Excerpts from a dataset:
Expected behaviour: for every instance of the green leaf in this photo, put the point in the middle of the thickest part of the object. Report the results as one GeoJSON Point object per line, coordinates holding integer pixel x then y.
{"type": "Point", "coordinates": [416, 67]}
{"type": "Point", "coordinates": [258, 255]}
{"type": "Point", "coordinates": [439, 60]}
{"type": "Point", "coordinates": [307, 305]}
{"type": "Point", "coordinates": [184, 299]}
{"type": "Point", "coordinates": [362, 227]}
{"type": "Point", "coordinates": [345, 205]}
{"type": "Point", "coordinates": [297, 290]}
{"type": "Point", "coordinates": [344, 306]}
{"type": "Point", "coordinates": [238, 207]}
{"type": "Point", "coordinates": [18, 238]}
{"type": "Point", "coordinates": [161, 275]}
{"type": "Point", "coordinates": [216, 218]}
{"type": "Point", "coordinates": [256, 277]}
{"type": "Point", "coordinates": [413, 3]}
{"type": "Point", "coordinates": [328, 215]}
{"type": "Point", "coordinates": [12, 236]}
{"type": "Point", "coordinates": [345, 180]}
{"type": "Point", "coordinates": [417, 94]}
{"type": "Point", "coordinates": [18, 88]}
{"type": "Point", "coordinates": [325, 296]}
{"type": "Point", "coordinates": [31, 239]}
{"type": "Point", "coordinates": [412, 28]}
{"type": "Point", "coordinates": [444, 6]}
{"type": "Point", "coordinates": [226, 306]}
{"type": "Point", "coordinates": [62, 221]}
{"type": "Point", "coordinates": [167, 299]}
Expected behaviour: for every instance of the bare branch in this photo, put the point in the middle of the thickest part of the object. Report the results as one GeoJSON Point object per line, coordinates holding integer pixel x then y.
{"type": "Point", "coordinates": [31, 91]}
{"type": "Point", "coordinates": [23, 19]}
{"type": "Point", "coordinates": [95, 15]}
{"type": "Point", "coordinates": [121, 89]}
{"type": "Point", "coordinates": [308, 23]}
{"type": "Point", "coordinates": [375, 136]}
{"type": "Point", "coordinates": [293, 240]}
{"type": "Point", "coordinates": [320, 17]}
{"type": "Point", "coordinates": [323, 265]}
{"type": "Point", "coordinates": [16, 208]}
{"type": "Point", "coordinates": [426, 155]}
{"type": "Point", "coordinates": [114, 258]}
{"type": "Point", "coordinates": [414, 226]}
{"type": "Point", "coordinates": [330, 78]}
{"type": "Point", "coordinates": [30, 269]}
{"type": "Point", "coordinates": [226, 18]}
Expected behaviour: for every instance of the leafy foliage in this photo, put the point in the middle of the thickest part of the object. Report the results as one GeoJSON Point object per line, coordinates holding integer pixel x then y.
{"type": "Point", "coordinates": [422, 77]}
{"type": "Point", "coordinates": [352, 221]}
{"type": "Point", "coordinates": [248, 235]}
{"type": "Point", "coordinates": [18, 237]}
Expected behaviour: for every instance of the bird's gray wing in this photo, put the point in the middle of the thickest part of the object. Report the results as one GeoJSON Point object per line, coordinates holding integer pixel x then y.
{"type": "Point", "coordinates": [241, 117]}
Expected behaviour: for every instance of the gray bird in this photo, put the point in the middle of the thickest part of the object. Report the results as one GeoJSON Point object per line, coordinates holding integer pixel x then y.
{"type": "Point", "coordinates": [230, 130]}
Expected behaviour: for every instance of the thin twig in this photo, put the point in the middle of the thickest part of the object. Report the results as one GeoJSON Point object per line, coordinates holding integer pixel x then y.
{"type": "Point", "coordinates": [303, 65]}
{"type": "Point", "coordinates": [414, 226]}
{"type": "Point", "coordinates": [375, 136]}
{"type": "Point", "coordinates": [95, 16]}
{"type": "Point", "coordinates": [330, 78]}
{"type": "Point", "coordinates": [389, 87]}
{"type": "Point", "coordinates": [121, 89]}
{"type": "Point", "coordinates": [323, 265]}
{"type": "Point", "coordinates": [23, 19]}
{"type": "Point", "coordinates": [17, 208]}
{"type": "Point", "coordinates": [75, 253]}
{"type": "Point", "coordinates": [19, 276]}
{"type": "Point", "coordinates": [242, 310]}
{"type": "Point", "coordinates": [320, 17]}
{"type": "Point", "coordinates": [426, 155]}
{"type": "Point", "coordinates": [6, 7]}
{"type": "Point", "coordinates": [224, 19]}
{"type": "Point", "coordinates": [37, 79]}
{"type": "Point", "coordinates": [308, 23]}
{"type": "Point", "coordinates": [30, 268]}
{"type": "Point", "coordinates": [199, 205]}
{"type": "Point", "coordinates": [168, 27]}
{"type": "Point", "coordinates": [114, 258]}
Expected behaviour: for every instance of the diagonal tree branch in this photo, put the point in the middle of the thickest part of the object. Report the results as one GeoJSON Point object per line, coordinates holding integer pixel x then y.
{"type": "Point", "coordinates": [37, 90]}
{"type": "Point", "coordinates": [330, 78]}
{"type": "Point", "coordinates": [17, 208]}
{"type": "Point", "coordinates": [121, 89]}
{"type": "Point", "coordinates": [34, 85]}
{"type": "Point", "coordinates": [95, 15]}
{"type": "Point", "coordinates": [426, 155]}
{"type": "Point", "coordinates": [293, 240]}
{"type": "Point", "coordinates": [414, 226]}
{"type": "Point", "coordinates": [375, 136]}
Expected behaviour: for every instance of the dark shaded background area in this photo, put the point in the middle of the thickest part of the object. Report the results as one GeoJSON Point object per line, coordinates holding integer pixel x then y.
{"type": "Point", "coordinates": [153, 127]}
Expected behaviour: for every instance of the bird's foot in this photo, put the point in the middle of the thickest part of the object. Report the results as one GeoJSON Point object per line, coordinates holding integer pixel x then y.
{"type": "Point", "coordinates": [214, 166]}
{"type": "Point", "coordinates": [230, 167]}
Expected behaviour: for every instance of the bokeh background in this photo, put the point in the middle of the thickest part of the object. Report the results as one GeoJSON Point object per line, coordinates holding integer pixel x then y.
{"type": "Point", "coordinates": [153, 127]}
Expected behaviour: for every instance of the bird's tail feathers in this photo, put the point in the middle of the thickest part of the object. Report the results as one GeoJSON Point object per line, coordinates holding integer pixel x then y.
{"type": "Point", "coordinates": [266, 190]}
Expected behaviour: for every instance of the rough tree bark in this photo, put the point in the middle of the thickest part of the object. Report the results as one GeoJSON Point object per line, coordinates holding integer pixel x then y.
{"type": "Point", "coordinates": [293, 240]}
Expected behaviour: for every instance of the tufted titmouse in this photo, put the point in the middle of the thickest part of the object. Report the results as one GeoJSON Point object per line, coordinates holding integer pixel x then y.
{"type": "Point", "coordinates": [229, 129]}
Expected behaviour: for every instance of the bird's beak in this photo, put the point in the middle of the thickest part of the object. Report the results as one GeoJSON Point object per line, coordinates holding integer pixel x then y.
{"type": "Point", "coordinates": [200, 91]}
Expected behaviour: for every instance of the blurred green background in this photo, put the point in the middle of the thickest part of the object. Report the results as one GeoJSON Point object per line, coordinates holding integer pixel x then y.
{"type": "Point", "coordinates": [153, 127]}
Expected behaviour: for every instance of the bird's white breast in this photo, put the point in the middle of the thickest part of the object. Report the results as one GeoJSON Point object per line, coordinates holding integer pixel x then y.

**Task item:**
What is needed is an exact, complete copy of the entries above.

**Exercise result:**
Expected behaviour: for every instance of the green leaf in this photo, put the point in the middle of the thickest part of the object. Report the results as one GeoJSON Point object per line, coordinates holding integer pixel x then y.
{"type": "Point", "coordinates": [416, 67]}
{"type": "Point", "coordinates": [258, 255]}
{"type": "Point", "coordinates": [439, 60]}
{"type": "Point", "coordinates": [307, 305]}
{"type": "Point", "coordinates": [184, 299]}
{"type": "Point", "coordinates": [362, 227]}
{"type": "Point", "coordinates": [345, 205]}
{"type": "Point", "coordinates": [297, 290]}
{"type": "Point", "coordinates": [344, 306]}
{"type": "Point", "coordinates": [238, 207]}
{"type": "Point", "coordinates": [18, 238]}
{"type": "Point", "coordinates": [161, 275]}
{"type": "Point", "coordinates": [216, 218]}
{"type": "Point", "coordinates": [256, 277]}
{"type": "Point", "coordinates": [413, 3]}
{"type": "Point", "coordinates": [328, 215]}
{"type": "Point", "coordinates": [12, 236]}
{"type": "Point", "coordinates": [345, 180]}
{"type": "Point", "coordinates": [417, 94]}
{"type": "Point", "coordinates": [18, 88]}
{"type": "Point", "coordinates": [325, 296]}
{"type": "Point", "coordinates": [31, 239]}
{"type": "Point", "coordinates": [412, 28]}
{"type": "Point", "coordinates": [444, 6]}
{"type": "Point", "coordinates": [226, 306]}
{"type": "Point", "coordinates": [62, 221]}
{"type": "Point", "coordinates": [167, 299]}
Expected behaviour: for every instance of the bare branch in this photo, put the point in the middle of the thickest part of the object. Report the results as one GeoJSON Point object per line, coordinates holding integer pixel x then y.
{"type": "Point", "coordinates": [31, 91]}
{"type": "Point", "coordinates": [23, 19]}
{"type": "Point", "coordinates": [95, 15]}
{"type": "Point", "coordinates": [121, 89]}
{"type": "Point", "coordinates": [308, 23]}
{"type": "Point", "coordinates": [375, 136]}
{"type": "Point", "coordinates": [293, 240]}
{"type": "Point", "coordinates": [320, 17]}
{"type": "Point", "coordinates": [323, 265]}
{"type": "Point", "coordinates": [16, 208]}
{"type": "Point", "coordinates": [426, 155]}
{"type": "Point", "coordinates": [114, 258]}
{"type": "Point", "coordinates": [414, 226]}
{"type": "Point", "coordinates": [330, 78]}
{"type": "Point", "coordinates": [30, 269]}
{"type": "Point", "coordinates": [226, 18]}
Expected behaviour: for every instance of the leafy foliage in this photo, put the point in the middle of the thickest part of the object. Report the results as one GeoJSON Point object per line, coordinates holding integer pixel x then y.
{"type": "Point", "coordinates": [422, 77]}
{"type": "Point", "coordinates": [352, 221]}
{"type": "Point", "coordinates": [248, 235]}
{"type": "Point", "coordinates": [18, 237]}
Expected behaviour: for every instance of the bird's gray wing in this photo, put the point in the middle of the thickest part of the object. Report the results as one GeoJSON Point object per line, coordinates holding integer pixel x then y.
{"type": "Point", "coordinates": [241, 117]}
Expected behaviour: for every instance of the gray bird in this photo, put the point in the middle of the thickest part of the object. Report the results as one GeoJSON Point object per line, coordinates holding integer pixel x then y.
{"type": "Point", "coordinates": [230, 130]}
Expected behaviour: for every instance of the thin twig in this photo, put the point in the middle of the thickest part of the object. Report the results as one GeoJSON Point object per line, coordinates holding integer pixel x then y.
{"type": "Point", "coordinates": [303, 65]}
{"type": "Point", "coordinates": [414, 226]}
{"type": "Point", "coordinates": [375, 136]}
{"type": "Point", "coordinates": [95, 16]}
{"type": "Point", "coordinates": [330, 78]}
{"type": "Point", "coordinates": [389, 87]}
{"type": "Point", "coordinates": [121, 89]}
{"type": "Point", "coordinates": [323, 265]}
{"type": "Point", "coordinates": [23, 19]}
{"type": "Point", "coordinates": [17, 208]}
{"type": "Point", "coordinates": [75, 253]}
{"type": "Point", "coordinates": [19, 276]}
{"type": "Point", "coordinates": [242, 310]}
{"type": "Point", "coordinates": [320, 17]}
{"type": "Point", "coordinates": [426, 155]}
{"type": "Point", "coordinates": [6, 7]}
{"type": "Point", "coordinates": [224, 19]}
{"type": "Point", "coordinates": [37, 79]}
{"type": "Point", "coordinates": [308, 23]}
{"type": "Point", "coordinates": [30, 268]}
{"type": "Point", "coordinates": [199, 205]}
{"type": "Point", "coordinates": [168, 27]}
{"type": "Point", "coordinates": [114, 258]}
Expected behaviour: for every instance of the diagonal tree branch in this photo, put the point in the middle of the thickest part of the object. Report the results as one GeoJSON Point object per line, coordinates holding integer pixel x then y.
{"type": "Point", "coordinates": [37, 90]}
{"type": "Point", "coordinates": [330, 78]}
{"type": "Point", "coordinates": [17, 208]}
{"type": "Point", "coordinates": [121, 89]}
{"type": "Point", "coordinates": [34, 85]}
{"type": "Point", "coordinates": [95, 15]}
{"type": "Point", "coordinates": [426, 155]}
{"type": "Point", "coordinates": [293, 240]}
{"type": "Point", "coordinates": [414, 226]}
{"type": "Point", "coordinates": [375, 136]}
Expected behaviour: for every instance of the dark shaded background area in this photo, put the point in the middle of the thickest part of the object. Report the results as one GeoJSON Point object per line, coordinates holding integer pixel x then y.
{"type": "Point", "coordinates": [153, 127]}
Expected behaviour: for every instance of the bird's foot in this photo, put the point in the middle of the thickest part of the object. Report the results as one GeoJSON Point object per line, coordinates holding integer pixel x then y.
{"type": "Point", "coordinates": [214, 166]}
{"type": "Point", "coordinates": [230, 167]}
Expected behaviour: for every instance of the bokeh background in this photo, put the point in the middle of the thickest part of the object. Report the results as one GeoJSON Point object per line, coordinates holding integer pixel x then y.
{"type": "Point", "coordinates": [153, 127]}
Expected behaviour: for every instance of the bird's tail feathers in this photo, put the point in the middle of the thickest part of the object. Report the results as one GeoJSON Point object per line, coordinates holding integer pixel x then y.
{"type": "Point", "coordinates": [266, 190]}
Expected behaviour: for every instance of the rough tree bark in this photo, put the point in the middle of the thickest part of the object. Report the results as one GeoJSON Point object per line, coordinates holding integer pixel x then y.
{"type": "Point", "coordinates": [293, 240]}
Expected behaviour: for every instance of the tufted titmouse in this photo, put the point in the middle of the thickest part of the object. Report the results as one GeoJSON Point object per line, coordinates holding integer pixel x then y.
{"type": "Point", "coordinates": [229, 129]}
Expected behaviour: for every instance of the bird's beak in this photo, put the point in the middle of the thickest part of the object. Report the results as one GeoJSON Point object per line, coordinates holding integer pixel x then y.
{"type": "Point", "coordinates": [200, 91]}
Expected behaviour: for every instance of the blurred green background in this photo, put the point in the middle of the thickest part of the object. Report the results as one GeoJSON Point object per line, coordinates holding integer pixel x then y.
{"type": "Point", "coordinates": [153, 127]}
Expected behaviour: for every instance of the bird's white breast in this photo, put the point in the middle of the thickest part of the object. Report the results as one GeoJSON Point object per line, coordinates holding integer pixel x then y.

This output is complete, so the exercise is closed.